## DOKUMEN:
((
TEMPO.CO, Jakarta - Dosen Fakultas Teknik Mesin dan Dirgantara Institut Teknologi Bandung (ITB) Pandji Prawisudha mengungkap faktor risiko keamanan pemakaian alat penghasil gas hidrogen untuk energi kendaraan seperti Niku Banyu atau Nikuba di jalan raya. Menurutnya, penggunaan hidrogen berpotensi bagus sekaligus berbahaya.
Gas hidrogen sebagai bahan bakar pada Nikuba berasal dari air yang dipisahkan molekulnya. Proses elektrolisis lazim digunakan untuk memisahkan hidrogen dan oksigen dalam air dengan menggunakan arus listrik.
Secara stoikiometrik atau ilmu kimia yang mempelajari tentang kuantitas suatu zat, kata Pandji, dari 36 gram air misalnya bisa dipecah menjadi 4 gram hidrogen dan 32 gram oksigen. Jika di dalam reaktornya ada 200 mililiter atau 200 gram air, kira-kira bisa menghasilkan 22 gram hidrogen. “Ini setara dengan sekira 60 mililiter bensin,” katanya, Kamis, 6 Juli 2023.
Potensi bahaya pada gas hidrogen sama seperti bensin. Misalnya, jika terjadi kebocoran seperti pada selang, bisa terjadi ledakan dan kebakaran jika tersulut sumber api. “Karena (hidrogen) punya kandungan energi yang tinggi dan daya ledaknya juga besar,” kata pengajar di Kelompok Keahlian Konversi Energi itu. Faktor risiko bahaya lain seperti kejadian tabrakan.
))
## DAFTAR ITEM:
((
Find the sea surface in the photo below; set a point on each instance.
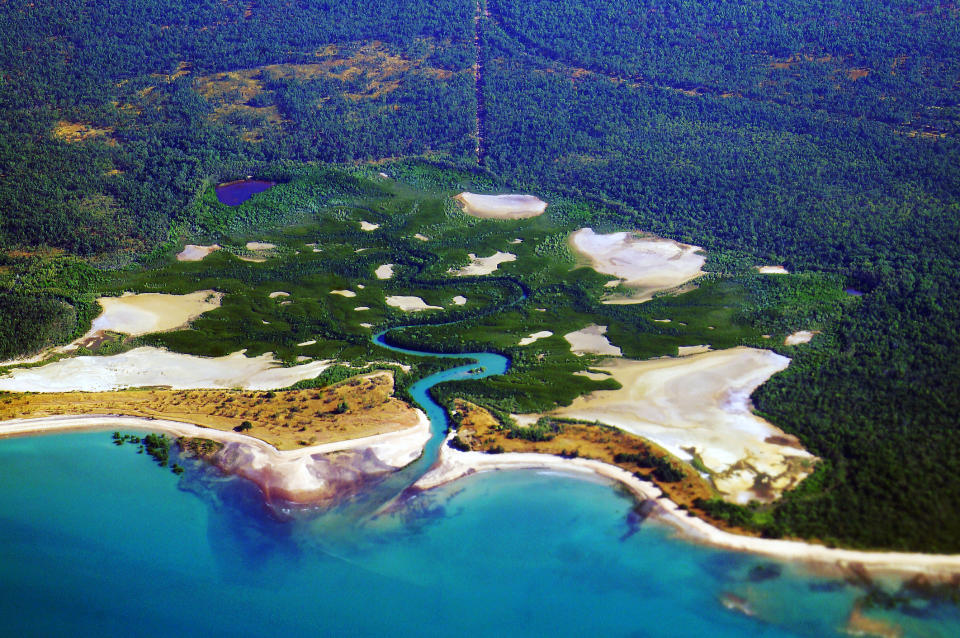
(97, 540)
))
((
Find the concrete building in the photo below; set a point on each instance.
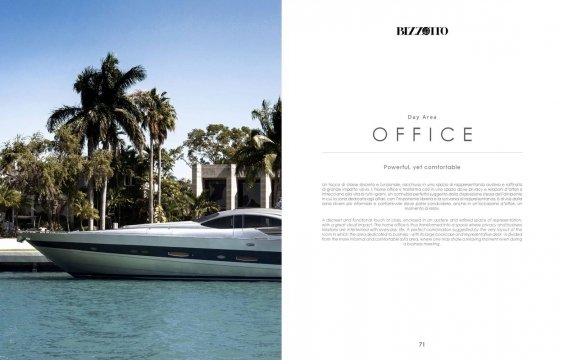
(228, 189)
))
## TUJUAN LATIHAN:
• 1. Menurut artikel tentang Nikuba, berapa gram hidrogen yang kira-kira dihasilkan dari 200 gram air di dalam reaktor?
• 2. Teruskan artikel tentang Nikuba, dimulai setelah kalimat terakhirnya.

## JAWABAN LATIHAN:
• 1. Kira-kira 22 gram hidrogen.

• 2.
Karena itu, menurut Pandji, sistem keamanan pemakaian gas hidrogen pada kendaraan harus teruji dengan berbagai kondisi, termasuk "produk harus tahan terhadap kebodohan", misalnya terkait dengan perilaku orang yang berkendara sambil merokok. “Sistemnya harus dibuat aman, kalau ada orang merokok dia nggak apa-apa, artinya tidak ada kebocoran,” ujarnya.
Selain itu, Pandji mencatat risiko lain penggunaan gas hidrogen pada kendaraan, yaitu ketika bereaksi dengan oksigen maka akan menghasilkan air. Jika memakai bensin menghasilkan emisi karbondioksida dan ada air juga, keluaran dari bahan bakar hidrogen berupa uap air. Dampak risikonya pada saluran pembuangan di kendaraan. “Kemungkinan terjadinya korosi dan karat lebih besar,” kata dia.
Kabar tentang Nikuba belakangan mencuat lagi yang didukung video rekaman di beberapa kanal media sosial. Pada Juni lalu pembuat Nikuba dan tim pendukungnya mengklaim telah menjalin kerja sama dengan rekanan beberapa perusahaan otomotif ternama di Italia.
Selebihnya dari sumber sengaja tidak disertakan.